### Records provided
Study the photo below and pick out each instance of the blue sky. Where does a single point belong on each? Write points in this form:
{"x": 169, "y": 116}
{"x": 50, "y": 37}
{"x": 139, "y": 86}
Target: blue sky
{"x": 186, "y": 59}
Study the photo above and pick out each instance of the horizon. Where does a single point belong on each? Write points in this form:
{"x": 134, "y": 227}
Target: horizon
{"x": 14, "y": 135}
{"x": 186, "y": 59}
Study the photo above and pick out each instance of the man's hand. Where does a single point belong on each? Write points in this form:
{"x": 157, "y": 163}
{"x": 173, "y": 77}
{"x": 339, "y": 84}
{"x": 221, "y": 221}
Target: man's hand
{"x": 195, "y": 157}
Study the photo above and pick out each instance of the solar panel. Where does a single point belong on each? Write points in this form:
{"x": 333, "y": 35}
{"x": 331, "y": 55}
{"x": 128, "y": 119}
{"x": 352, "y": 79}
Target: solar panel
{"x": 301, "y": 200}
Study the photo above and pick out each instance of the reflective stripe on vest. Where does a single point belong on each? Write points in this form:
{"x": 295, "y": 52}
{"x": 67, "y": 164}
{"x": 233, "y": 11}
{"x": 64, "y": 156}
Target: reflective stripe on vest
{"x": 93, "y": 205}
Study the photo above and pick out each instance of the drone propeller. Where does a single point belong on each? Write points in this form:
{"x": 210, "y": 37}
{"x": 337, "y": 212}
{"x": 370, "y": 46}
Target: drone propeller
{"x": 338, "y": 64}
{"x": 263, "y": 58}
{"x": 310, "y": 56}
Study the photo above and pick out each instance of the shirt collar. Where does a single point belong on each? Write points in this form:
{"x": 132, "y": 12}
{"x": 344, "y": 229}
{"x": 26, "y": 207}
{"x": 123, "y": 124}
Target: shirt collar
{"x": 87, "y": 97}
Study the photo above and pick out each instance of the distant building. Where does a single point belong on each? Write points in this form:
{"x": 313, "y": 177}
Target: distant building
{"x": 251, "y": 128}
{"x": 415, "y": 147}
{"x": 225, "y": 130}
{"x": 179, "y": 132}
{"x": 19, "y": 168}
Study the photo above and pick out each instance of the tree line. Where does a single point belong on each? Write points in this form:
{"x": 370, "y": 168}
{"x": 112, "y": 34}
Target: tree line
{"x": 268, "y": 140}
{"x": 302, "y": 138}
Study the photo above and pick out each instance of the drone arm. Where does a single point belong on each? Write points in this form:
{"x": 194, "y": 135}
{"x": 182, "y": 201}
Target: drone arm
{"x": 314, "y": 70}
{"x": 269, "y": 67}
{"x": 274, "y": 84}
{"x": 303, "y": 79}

### Problem requirements
Write out every line of the records exactly.

### Answer space
Study the photo below and pick out each instance of the blue sky. Where does a single point belong on each? Write points in this form:
{"x": 169, "y": 116}
{"x": 50, "y": 37}
{"x": 139, "y": 86}
Target: blue sky
{"x": 186, "y": 59}
Study the photo above and pick out each instance of the horizon. Where does a single point belong on each? Write points in this form:
{"x": 134, "y": 227}
Target: horizon
{"x": 14, "y": 135}
{"x": 186, "y": 59}
Study the photo above and pick out each instance of the man's hand. Where does a single point belong on each? Write points in this form:
{"x": 157, "y": 163}
{"x": 173, "y": 77}
{"x": 339, "y": 84}
{"x": 221, "y": 221}
Target: man's hand
{"x": 195, "y": 157}
Study the photo above and pick out each instance of the solar panel. Where does a single point belong on each? Write points in this form:
{"x": 333, "y": 35}
{"x": 331, "y": 55}
{"x": 128, "y": 119}
{"x": 352, "y": 79}
Target: solar panel
{"x": 301, "y": 200}
Study the photo above and pick out each instance of the reflective stripe on vest. Where does a single point belong on each? Write points in this form:
{"x": 295, "y": 52}
{"x": 67, "y": 164}
{"x": 233, "y": 11}
{"x": 64, "y": 156}
Target: reflective stripe on vest
{"x": 93, "y": 205}
Study the photo above and pick out each instance of the drone propeller. Where does a single point belong on each? Write points in this form:
{"x": 210, "y": 37}
{"x": 337, "y": 212}
{"x": 370, "y": 46}
Target: drone propeller
{"x": 338, "y": 64}
{"x": 263, "y": 58}
{"x": 310, "y": 56}
Study the photo above and pick out each instance of the shirt collar. Where does a single point belong on each? Write points in this form:
{"x": 132, "y": 12}
{"x": 344, "y": 229}
{"x": 26, "y": 207}
{"x": 123, "y": 124}
Target: shirt collar
{"x": 87, "y": 97}
Study the photo above and pick out each instance of the distant building. Where does a single point belong on each? Write points in this form:
{"x": 313, "y": 177}
Target: distant building
{"x": 251, "y": 128}
{"x": 415, "y": 147}
{"x": 225, "y": 130}
{"x": 179, "y": 132}
{"x": 19, "y": 168}
Study the photo above and pick out each instance of the tree line. Where does a single point belong on each? Write points in this form:
{"x": 370, "y": 168}
{"x": 112, "y": 34}
Target: tree line
{"x": 268, "y": 140}
{"x": 302, "y": 138}
Study the photo above and pick out each instance of the drone arm. Where does a single point belong on each? Write points in this form:
{"x": 194, "y": 135}
{"x": 182, "y": 201}
Target: drone arm
{"x": 314, "y": 70}
{"x": 269, "y": 67}
{"x": 274, "y": 84}
{"x": 303, "y": 79}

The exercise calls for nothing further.